Look below for the line with "If you could locate the burl wood grain". Extract that line and each one after it through the last, word for word.

- _Supplied records_:
+++
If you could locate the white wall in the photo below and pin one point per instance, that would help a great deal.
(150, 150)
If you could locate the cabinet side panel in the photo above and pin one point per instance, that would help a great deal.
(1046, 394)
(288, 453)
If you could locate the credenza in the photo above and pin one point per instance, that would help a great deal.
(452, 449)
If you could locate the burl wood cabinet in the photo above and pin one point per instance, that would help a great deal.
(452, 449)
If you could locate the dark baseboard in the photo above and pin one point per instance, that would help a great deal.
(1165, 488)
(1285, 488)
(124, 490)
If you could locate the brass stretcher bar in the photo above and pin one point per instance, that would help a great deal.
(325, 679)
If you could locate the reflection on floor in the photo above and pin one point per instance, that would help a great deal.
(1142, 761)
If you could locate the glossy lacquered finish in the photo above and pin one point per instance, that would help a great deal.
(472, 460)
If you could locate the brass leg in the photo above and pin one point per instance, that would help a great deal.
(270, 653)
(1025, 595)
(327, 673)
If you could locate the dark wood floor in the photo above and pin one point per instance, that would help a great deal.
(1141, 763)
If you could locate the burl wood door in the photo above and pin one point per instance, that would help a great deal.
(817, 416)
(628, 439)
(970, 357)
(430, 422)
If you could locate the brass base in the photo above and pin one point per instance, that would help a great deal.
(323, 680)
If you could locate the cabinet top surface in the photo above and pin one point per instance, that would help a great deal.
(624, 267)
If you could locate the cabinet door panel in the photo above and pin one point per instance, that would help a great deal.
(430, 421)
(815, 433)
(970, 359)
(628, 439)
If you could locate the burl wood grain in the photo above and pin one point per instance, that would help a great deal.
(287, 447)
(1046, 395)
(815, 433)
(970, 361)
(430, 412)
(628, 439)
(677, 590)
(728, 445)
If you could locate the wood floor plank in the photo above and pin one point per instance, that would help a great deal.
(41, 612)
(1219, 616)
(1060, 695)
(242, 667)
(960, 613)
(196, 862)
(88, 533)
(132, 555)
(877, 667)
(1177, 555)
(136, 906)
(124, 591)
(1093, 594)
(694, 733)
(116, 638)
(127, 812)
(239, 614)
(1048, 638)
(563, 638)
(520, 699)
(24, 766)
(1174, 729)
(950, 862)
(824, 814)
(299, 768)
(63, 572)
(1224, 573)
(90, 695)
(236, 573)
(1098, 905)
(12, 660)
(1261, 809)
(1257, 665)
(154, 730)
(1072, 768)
+++
- _Result of this exercise_:
If you could locate the burl wood grain in the photo above and pin one point per instance, that would help a great deal.
(287, 447)
(1046, 395)
(815, 433)
(970, 361)
(430, 412)
(628, 439)
(677, 590)
(728, 445)
If you could locate the wood floor plank in the photo above and pin one point per instance, that would help a great deal.
(41, 612)
(1219, 616)
(1060, 695)
(242, 667)
(960, 613)
(196, 862)
(88, 533)
(132, 555)
(877, 667)
(1177, 555)
(136, 906)
(124, 591)
(1093, 594)
(694, 733)
(116, 638)
(127, 812)
(239, 614)
(1048, 638)
(563, 638)
(520, 699)
(24, 766)
(1174, 729)
(950, 862)
(824, 814)
(299, 768)
(63, 572)
(1224, 573)
(90, 695)
(236, 573)
(1098, 905)
(12, 660)
(1261, 809)
(1257, 665)
(154, 730)
(1072, 768)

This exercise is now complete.